[RECORDS TO PROCESS Boundary: Start]

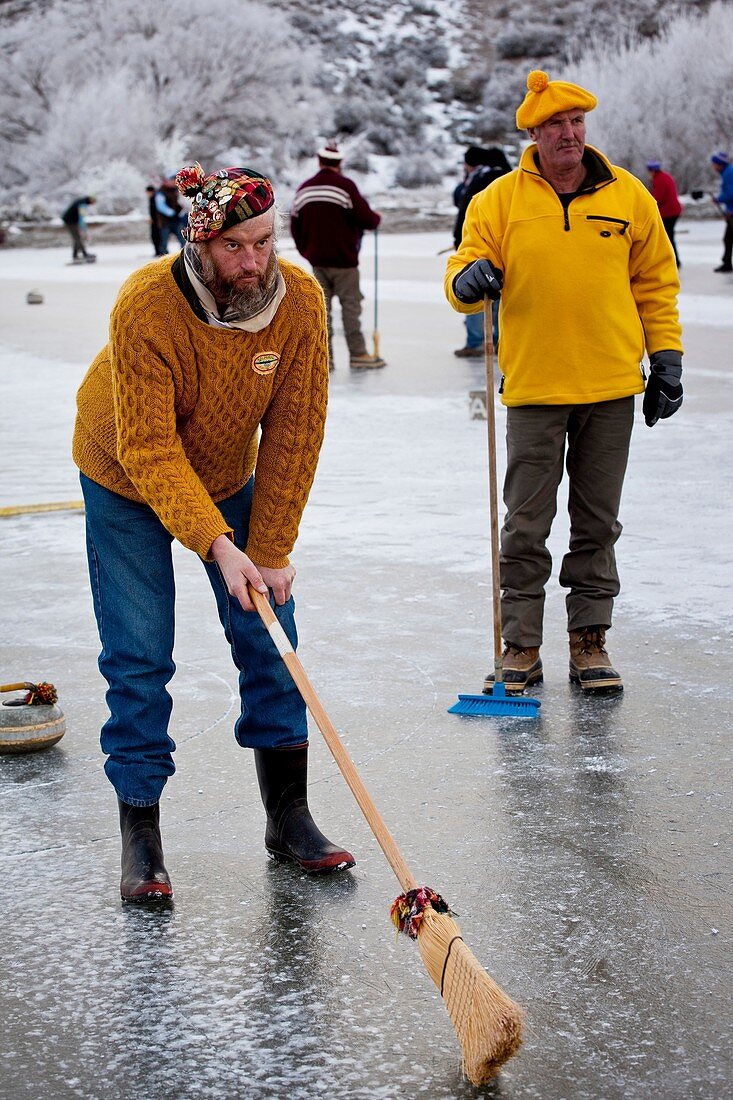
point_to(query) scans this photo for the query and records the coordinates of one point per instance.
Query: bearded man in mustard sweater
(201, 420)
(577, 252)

[RECORDS TO PROCESS Boundary: End]
[RECORDS TO PROCESS Boundary: Start]

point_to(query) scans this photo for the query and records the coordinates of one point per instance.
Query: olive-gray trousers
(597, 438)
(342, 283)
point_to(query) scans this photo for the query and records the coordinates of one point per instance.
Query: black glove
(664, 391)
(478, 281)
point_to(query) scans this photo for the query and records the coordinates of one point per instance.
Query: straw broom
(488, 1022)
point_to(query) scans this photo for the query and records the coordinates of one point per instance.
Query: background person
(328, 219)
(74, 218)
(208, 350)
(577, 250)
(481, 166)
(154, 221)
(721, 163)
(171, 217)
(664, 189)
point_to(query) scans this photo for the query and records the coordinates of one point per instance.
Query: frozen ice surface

[RECORDS TO PROCESS Boundary: End]
[RECORDS TO PROCESS Boundary: Start]

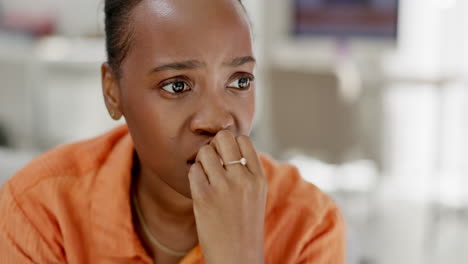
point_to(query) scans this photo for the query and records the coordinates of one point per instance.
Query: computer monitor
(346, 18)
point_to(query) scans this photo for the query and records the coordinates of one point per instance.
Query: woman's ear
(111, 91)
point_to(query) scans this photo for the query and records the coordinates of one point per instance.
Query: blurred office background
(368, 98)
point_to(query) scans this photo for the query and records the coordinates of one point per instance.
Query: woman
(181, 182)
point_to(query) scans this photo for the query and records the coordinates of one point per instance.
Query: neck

[RECORDS TO PROCESS Boundary: End]

When you reach the line containing "Query: background person" in the data above, start copying exactly, and stop after the line containing "Query: frozen ice surface".

Query: background person
(328, 219)
(74, 218)
(208, 350)
(577, 250)
(481, 166)
(154, 221)
(721, 163)
(171, 217)
(664, 189)
point_to(query) scans this photo for the query and records the coordinates of one point per instance.
Query: frozen ice surface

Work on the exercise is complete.